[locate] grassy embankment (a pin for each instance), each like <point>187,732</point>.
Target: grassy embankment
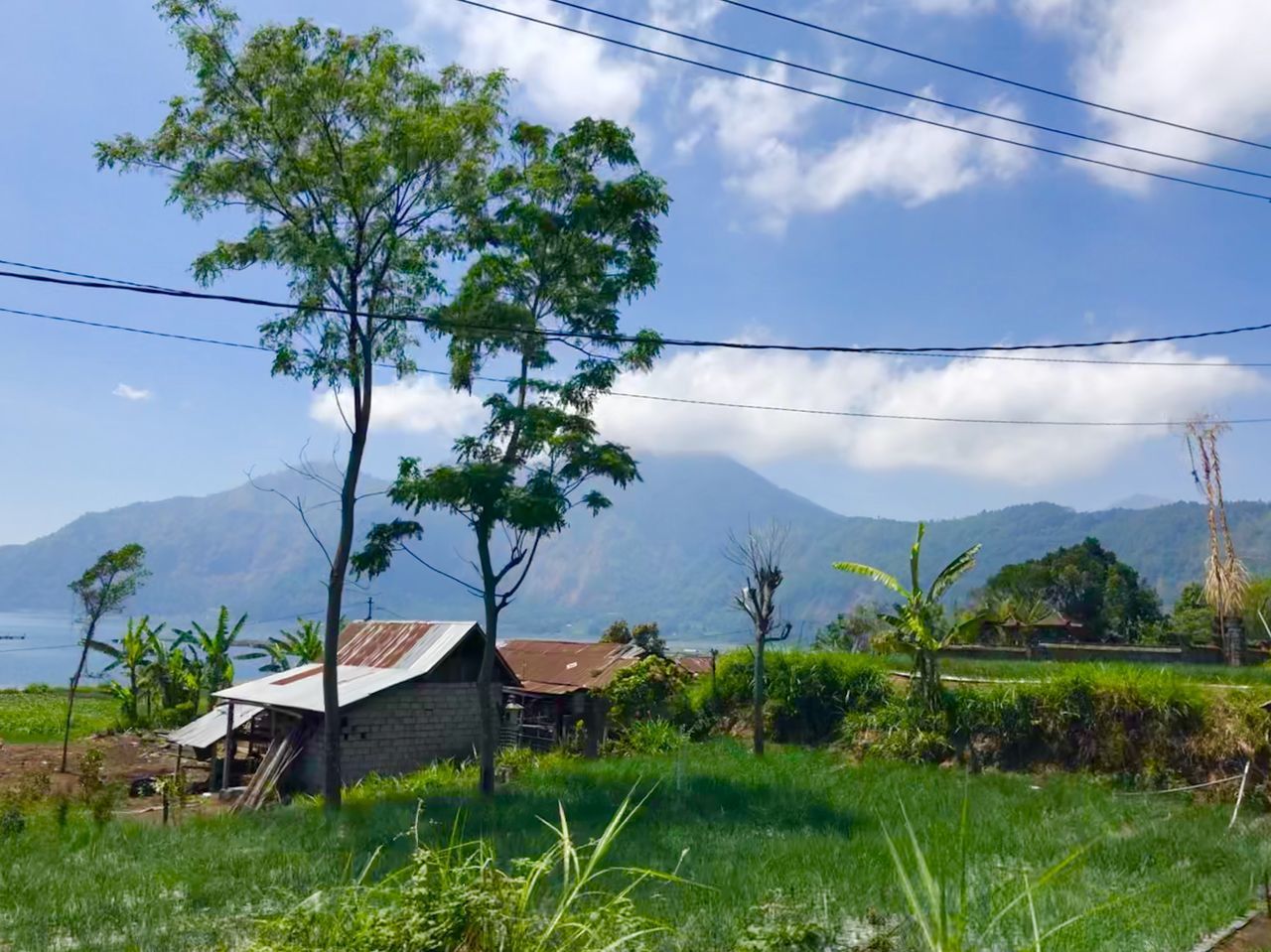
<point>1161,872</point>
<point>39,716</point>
* * *
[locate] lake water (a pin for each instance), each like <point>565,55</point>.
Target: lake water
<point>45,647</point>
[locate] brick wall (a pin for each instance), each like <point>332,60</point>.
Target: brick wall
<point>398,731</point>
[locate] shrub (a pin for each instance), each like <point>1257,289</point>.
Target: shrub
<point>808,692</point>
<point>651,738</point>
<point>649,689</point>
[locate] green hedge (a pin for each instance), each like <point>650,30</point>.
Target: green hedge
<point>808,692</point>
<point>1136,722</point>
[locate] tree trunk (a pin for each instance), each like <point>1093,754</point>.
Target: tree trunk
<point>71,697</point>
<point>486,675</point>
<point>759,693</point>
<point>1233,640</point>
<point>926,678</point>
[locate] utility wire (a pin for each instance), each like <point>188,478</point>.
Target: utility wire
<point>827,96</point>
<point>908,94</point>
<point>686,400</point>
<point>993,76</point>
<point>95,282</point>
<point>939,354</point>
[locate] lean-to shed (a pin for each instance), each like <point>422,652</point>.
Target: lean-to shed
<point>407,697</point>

### Short problem
Edit the material starting at the line that contains "[locate] grassy embankment" and ending at the line that contains "<point>39,716</point>", replacing "embankment" with "slope" and leaving everything else unchanged. Return only those lines, without the pictures.

### Exercise answer
[locate] grassy slope (a pin for each instance), each like <point>187,732</point>.
Target: grassy slope
<point>1161,872</point>
<point>39,716</point>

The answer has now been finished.